- **WHAT THE TASK ASKS**: Turn every one of the records below into a numbered list of its lines, skipping any blank lines.

Named object pointing entries:
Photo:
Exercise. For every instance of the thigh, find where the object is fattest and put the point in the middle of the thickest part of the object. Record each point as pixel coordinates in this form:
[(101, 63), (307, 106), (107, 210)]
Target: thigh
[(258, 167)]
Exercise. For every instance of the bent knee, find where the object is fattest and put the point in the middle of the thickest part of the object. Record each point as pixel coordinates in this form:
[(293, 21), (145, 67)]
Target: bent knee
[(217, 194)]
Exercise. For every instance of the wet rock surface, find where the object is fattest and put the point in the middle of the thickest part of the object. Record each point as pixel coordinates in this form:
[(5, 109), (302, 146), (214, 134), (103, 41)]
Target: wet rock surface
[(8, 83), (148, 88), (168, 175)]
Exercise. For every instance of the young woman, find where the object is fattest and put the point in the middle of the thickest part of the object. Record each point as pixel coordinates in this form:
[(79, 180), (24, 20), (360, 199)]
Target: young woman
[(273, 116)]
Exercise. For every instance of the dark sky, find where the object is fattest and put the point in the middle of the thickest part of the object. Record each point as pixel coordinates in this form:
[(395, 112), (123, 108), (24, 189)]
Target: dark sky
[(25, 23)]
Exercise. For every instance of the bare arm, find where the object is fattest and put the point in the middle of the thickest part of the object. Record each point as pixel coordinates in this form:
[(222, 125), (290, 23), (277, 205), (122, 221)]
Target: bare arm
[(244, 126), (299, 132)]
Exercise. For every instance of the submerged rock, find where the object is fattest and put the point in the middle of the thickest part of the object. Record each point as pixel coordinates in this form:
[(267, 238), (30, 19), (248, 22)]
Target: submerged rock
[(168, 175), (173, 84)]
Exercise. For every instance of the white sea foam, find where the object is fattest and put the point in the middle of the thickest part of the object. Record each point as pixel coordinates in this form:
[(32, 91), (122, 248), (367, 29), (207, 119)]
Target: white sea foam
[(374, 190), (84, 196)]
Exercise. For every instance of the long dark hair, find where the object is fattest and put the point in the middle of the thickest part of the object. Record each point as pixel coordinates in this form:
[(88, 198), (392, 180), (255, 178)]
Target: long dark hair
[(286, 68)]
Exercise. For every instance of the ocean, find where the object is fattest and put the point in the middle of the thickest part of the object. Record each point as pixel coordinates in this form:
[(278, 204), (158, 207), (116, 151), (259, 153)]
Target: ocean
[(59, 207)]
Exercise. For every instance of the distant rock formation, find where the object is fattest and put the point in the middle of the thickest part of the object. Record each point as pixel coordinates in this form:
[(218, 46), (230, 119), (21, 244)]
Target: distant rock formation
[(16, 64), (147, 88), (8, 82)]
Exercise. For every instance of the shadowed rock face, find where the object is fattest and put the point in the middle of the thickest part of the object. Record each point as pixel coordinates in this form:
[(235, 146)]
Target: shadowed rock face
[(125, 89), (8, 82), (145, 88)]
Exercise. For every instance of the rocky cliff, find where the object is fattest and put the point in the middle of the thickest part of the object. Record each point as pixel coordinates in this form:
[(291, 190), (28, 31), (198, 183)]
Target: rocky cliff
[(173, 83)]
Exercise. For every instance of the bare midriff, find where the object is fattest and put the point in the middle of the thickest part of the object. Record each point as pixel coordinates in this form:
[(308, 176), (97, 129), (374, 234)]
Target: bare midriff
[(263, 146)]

- **WRITTEN ANSWER**:
1. Photo:
2. Exercise. For every instance of the thigh, find where the object is fattest and put the point in the middle of the thickest part of the object. Record each point as pixel coordinates in this form:
3. [(101, 63), (307, 106), (107, 210)]
4. Target: thigh
5. [(258, 167)]
6. Exercise. For every instance of the bent knee, find where the object is fattest and put the point in the middle of the thickest part of the object. Record each point as pixel coordinates in this form:
7. [(293, 21), (145, 67)]
8. Target: bent knee
9. [(217, 194)]
10. Exercise. For every instance of the wet rock surface, find where the object is fattest and put the point in the middle of the thickest part of the object. Record each point as pixel coordinates in this form:
11. [(5, 109), (302, 146), (214, 134), (103, 41)]
12. Target: wet rock surface
13. [(8, 83), (148, 88), (168, 175)]
14. Exercise. For every instance of the young woman, find where the object is fattest and put the point in the middle of the thickest part of the object. Record each point as pixel coordinates in this form:
15. [(79, 180), (24, 20), (360, 199)]
16. Target: young woman
17. [(273, 116)]
18. Exercise. For every instance of the dark sky, find where the object is fattest and put the point in the middle of the thickest part of the object. Record each point as pixel coordinates in this form:
19. [(395, 112), (123, 108), (24, 189)]
20. Target: dark sky
21. [(25, 23)]
22. Exercise. For every instance of the bare arm, find where the object is fattest and put the point in the middle of the thickest part of the object. Record each point as pixel coordinates in this form:
23. [(222, 125), (290, 23), (277, 205), (122, 221)]
24. Target: bare arm
25. [(244, 126), (299, 132)]
26. Exercise. For every instance of the submerged rock, find where the object is fattest and put the point in the middle of the thickest part of the object. Record each point as pixel coordinates in this form:
27. [(267, 238), (30, 19), (248, 22)]
28. Target: submerged rock
29. [(168, 175), (173, 84)]
30. Exercise. For every instance of the white sea foam, find where the object is fattest and put the point in the middle of the thickest part of the object. Record each point as pixel coordinates in this form:
31. [(32, 91), (122, 248), (367, 29), (207, 119)]
32. Target: white sea foam
33. [(374, 190), (84, 196)]
34. Exercise. For every instance of the long dark hair, find where the object is fattest and put the point in the middle of the thickest part of the object. Record each point as pixel coordinates in this form:
35. [(88, 198), (392, 180), (255, 178)]
36. Target: long dark hair
37. [(286, 68)]
38. Exercise. For every instance of the ocean, find where the object is fattest and put the point in the middle of the thickest part of the object. Record each point as pixel coordinates in this form:
39. [(278, 204), (158, 207), (116, 151), (259, 153)]
40. Target: ocean
41. [(59, 207)]
42. Exercise. For every instance of the distant rock formation, find where the object is fattest and put the point in the middle of the thickest part of the object. Record each point as pixel coordinates in this form:
43. [(218, 46), (230, 119), (21, 244)]
44. Target: distant rock formation
45. [(16, 64), (147, 88), (8, 82)]
46. Exercise. For every instance of the shadowed rock face, find where the object is fattest and put the point in the middle of the thickest part of the object. Record each point as pixel coordinates in this form:
47. [(235, 146)]
48. Target: shadowed rock face
49. [(125, 89), (8, 82), (145, 88)]
50. Exercise. For every instance of the rocky cliff, find where the object is fattest and put the point in the middle of the thickest part of the object. Record each point as pixel coordinates in this form:
51. [(291, 190), (28, 31), (198, 183)]
52. Target: rocky cliff
53. [(173, 83)]
54. Exercise. For every instance of the bare midriff, find where the object is fattest and put the point in the middle of the thickest part of the object. Record each point as pixel coordinates in this form:
55. [(308, 176), (97, 129), (374, 234)]
56. Target: bare midriff
57. [(263, 146)]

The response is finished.